Skip to main content

Overview

The development of safe and effective therapeutic and diagnostic agents and the strategies to guide their use is essential to improving the care of cancer patients in our catchment area and beyond. The role of the Moores Cancer Center Solid Tumor Therapeutics Program (STT) is to use the enormously powerful new cellular, molecular and imaging tools now available to drive the development of treatment strategies that exploit unique tumor cell vulnerabilities. To accomplish this, STT brings together faculty who are experts in each stage of the development process in a collaborative endeavor to leverage new tools and technologies in pursuit of the development of novel therapeutics and to advance the diagnostic and biomarker tools needed to precisely direct their use.

The STT Program has 59 members across 16 departments with a wide range of cancer-relevant scientific disciplines and interests. STT has recruited an outstanding group of translational investigators who develop new therapeutics and technologies and clinician scientists who have the insight and experience to shape these into treatment strategies and introduce them into clinical trials. Accordingly, STT is composed of members whose expertise spans many disciplines including medicinal chemists, immunologists, stem cell biologists, radiation biologists, bioengineers and clinical investigators specializing in the design and execution of clinical trials in the disciplines of medical, surgical, gynecologic, pediatric, neuro- and radiation oncology, and cancer imaging. Research by STT members directly supports the MCC mission through bridging the laboratory to the clinic, translating new discoveries into clinical strategies, and vice versa. A significant number of STT members are physician-scientists who run NCI-funded laboratories as well as trials, with a particular focus on investigator-initiated trials (IITs). This naturally fosters extensive inter-programmatic collaborations, and interactions that cut across classical disciplines. Research by STT members has consistently served as the basis for translational and subsequent practice-changing trials. STT members have a proven track record of high-impact contributions, and during the project period, a significant upward trajectory of productivity as indicated by high-impact collaborative publications and translation of MCC science to IITs. The translational and clinical research efforts of STT members have direct relevance to the cancers with the highest rates of prevalence and mortality in MCC’s catchment area.

* **Work instruction 1**:
Answer these questions using the overview of the Solid Tumor Therapeutics Program.
(a) How many members does the program have, and across how many departments?
(b) Which part of Moores Cancer Center does the abbreviation STT stand for?
(c) What kind of trials do the program's physician-scientists focus on in particular?
* **Work instruction 2**: Proceed with the overview of the Solid Tumor Therapeutics Program, picking up after its final sentence.

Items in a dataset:
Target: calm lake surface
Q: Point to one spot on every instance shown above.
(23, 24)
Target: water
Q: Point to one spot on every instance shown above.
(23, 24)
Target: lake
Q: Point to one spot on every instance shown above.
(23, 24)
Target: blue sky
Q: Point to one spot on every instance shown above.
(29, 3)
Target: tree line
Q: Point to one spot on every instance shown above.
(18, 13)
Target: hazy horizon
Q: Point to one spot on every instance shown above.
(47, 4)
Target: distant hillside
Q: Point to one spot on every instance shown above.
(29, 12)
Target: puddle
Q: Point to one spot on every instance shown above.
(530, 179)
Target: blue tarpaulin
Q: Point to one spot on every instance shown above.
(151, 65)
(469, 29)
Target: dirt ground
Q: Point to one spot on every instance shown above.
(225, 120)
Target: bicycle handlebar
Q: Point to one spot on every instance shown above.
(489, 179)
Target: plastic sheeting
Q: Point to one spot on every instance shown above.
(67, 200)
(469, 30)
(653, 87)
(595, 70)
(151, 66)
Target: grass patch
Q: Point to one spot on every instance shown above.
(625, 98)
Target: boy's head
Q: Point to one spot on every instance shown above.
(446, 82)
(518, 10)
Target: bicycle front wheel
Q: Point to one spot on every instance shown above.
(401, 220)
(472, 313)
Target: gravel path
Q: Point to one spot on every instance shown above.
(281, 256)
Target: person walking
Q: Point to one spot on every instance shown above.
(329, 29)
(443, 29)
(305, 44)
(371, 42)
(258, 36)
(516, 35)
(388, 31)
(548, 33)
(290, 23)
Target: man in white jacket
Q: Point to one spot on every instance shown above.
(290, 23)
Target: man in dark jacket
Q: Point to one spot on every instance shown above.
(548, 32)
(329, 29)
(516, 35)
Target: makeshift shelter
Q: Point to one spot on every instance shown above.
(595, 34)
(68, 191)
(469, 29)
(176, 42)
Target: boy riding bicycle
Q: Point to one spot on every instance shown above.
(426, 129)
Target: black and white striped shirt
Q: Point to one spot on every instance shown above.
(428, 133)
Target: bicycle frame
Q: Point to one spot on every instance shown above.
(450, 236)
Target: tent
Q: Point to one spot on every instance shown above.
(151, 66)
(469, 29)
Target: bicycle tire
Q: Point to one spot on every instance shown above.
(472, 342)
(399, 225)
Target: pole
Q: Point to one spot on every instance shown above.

* **Answer section 1**:
(a) 59 members across 16 departments.
(b) The Solid Tumor Therapeutics Program.
(c) Investigator-initiated trials (IITs).

* **Answer section 2**:
 

Program Goals

The overall goal of STT is to develop novel therapeutics and the biomarkers needed to individualize their use. The aims span the spectrum of basic to translational to clinical science:

To achieve its objective, the STT Program has three specific aims to:

  1. Identify tumor vulnerabilities, mechanisms related to molecular drivers, and targetable alterations in solid tumors.
  2. Develop novel technologies to detect tumors, define tumor architecture and microenvironment, and discover novel therapeutic delivery approaches.
  3. Develop new classes of therapeutics and establish the clinical benefit of novel therapeutics and genome-driven treatment strategies.